- **Activity**:
Transcribe each entry below exactly. Pictures do not go in the copy.

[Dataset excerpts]

════════

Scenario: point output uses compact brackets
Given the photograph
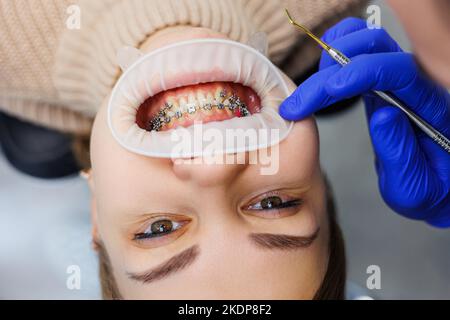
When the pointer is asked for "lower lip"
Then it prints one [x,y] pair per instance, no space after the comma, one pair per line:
[153,105]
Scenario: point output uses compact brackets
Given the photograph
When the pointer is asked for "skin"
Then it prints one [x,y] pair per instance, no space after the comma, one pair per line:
[428,26]
[129,190]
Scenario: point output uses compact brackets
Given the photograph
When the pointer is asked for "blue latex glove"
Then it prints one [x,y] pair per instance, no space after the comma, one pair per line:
[413,171]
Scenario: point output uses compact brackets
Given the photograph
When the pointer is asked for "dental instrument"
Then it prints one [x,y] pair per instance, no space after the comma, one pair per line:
[343,60]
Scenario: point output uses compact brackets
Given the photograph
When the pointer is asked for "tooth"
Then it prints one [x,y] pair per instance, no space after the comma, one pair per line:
[201,98]
[209,98]
[191,99]
[219,94]
[182,105]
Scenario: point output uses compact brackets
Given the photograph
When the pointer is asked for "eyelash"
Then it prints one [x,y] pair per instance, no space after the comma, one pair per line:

════════

- **Solution to this task**:
Scenario: point output uses compact brackets
Given the photograph
When the pointer is asked for "lower lip"
Then it prints one [x,y] pair per instance, no space after the comma, one pair per line:
[153,105]
Scenario: point output uses compact brackets
Given the photograph
When the pointer is asked for "skin"
Then it prints one [x,y] pair per instance, no space after the comma, one pair per line:
[428,26]
[129,190]
Scenario: point output uses compact brackets
Given the photograph
When the pointer is asked for "blue latex glove"
Then it prints one [x,y] pair per instance, no space after the comma, one pair per line:
[413,171]
Scenario: point output uses compact brackets
Given the photograph
When the pointer is asked for "dental instrument"
Then it prints one [x,y] pair per instance, no space after the comma, one pair per line:
[343,60]
Scenario: point output uses compact brackets
Given the photograph
When the pointer is asked for "tooth"
Then it prints one [x,y] pair per instance, no space after the comma, one pair per line:
[201,98]
[209,98]
[191,99]
[219,94]
[182,105]
Scenario: point output uses compact brackets
Given the photograph
When the pointer is asked for "eyelash"
Then it prints one [x,y] pair per instance, no space after the comma, one pair per line:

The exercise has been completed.